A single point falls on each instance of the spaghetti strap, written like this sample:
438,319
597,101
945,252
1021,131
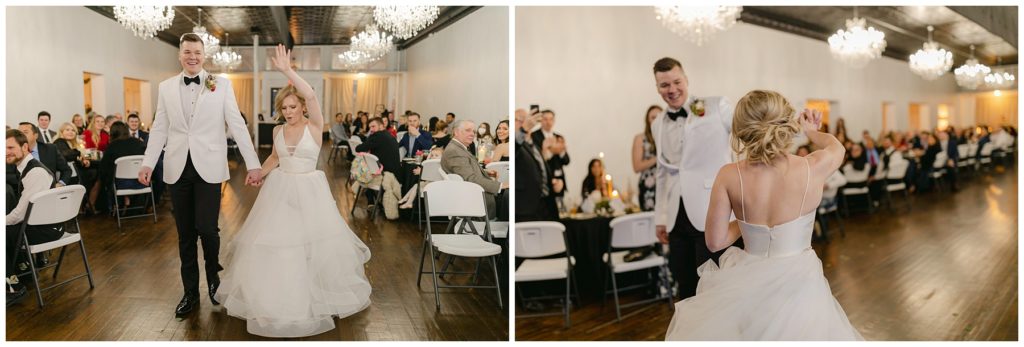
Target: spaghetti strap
741,204
807,184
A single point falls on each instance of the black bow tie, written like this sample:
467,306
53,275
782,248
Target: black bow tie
675,115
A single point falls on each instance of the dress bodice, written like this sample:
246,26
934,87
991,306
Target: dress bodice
782,240
300,159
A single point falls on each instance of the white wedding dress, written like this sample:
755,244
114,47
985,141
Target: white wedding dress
771,290
295,264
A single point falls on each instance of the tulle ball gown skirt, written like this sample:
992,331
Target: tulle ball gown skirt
753,298
295,263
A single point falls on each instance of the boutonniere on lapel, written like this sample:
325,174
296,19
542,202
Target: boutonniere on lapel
211,82
696,107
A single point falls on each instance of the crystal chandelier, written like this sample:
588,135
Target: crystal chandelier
931,61
354,59
210,43
999,80
971,74
697,24
374,43
857,45
144,22
404,22
226,58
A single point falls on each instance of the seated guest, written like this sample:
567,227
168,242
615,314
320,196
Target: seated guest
501,142
483,135
595,180
948,145
389,127
382,144
133,129
458,160
122,144
79,123
432,124
46,153
33,177
440,135
110,121
68,145
927,155
46,135
95,136
415,139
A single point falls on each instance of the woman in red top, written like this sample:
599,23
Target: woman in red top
95,137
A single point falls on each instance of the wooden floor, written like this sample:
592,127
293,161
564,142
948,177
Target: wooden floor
946,270
138,285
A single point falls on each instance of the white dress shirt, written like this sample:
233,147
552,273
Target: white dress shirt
35,181
189,93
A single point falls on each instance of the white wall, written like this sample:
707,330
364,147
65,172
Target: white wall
463,69
49,47
593,67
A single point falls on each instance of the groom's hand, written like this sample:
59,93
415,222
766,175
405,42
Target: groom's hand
663,233
143,175
253,177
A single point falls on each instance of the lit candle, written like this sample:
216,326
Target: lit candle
607,183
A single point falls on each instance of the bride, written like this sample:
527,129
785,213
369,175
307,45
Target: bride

_ _ _ _

> **Problem**:
Which lines of the records above contain the word "bride"? Report each one.

> **Solution for this task**:
A single point falls on each instance of the bride, written like this sample:
Target: bride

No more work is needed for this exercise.